- **PROMPT**: The line holding "Target: chimney stack" and all lines that follow it to the end of the data: return these exactly, and nothing more.

- **RECORDS SHOWN**:
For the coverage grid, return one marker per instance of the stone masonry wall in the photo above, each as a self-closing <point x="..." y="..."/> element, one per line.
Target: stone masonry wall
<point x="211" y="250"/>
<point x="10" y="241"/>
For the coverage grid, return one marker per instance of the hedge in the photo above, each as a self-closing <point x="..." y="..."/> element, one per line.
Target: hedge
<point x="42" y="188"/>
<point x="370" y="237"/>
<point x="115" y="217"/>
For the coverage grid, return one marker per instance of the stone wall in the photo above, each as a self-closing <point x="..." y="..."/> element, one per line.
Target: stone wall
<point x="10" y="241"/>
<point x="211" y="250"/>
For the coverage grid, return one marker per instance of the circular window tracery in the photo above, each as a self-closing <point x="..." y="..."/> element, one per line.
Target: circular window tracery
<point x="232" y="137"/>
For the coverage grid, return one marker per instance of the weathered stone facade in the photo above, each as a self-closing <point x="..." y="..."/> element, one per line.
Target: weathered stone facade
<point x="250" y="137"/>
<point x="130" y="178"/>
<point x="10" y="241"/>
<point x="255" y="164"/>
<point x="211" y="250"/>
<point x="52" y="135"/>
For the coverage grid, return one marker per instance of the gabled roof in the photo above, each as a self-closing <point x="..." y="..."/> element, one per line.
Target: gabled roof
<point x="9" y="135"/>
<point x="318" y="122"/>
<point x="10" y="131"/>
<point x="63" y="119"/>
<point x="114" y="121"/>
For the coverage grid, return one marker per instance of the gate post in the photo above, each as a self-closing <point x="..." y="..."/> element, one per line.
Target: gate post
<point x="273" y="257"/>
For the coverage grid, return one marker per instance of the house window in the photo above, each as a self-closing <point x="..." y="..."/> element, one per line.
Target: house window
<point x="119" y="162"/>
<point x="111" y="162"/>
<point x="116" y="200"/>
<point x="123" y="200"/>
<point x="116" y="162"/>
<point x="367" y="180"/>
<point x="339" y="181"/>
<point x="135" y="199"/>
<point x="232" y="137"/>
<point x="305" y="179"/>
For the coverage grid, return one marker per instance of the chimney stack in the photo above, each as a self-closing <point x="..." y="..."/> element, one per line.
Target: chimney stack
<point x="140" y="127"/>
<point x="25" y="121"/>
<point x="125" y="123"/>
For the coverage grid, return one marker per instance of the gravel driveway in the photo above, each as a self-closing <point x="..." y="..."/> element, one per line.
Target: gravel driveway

- **ANSWER FOR THE TASK**:
Target: chimney stack
<point x="140" y="127"/>
<point x="25" y="121"/>
<point x="125" y="123"/>
For the coverage grid, return one marker per instance of the gravel driveway in the photo above, each as a self-closing <point x="..." y="..."/> element, one per line.
Target: gravel driveway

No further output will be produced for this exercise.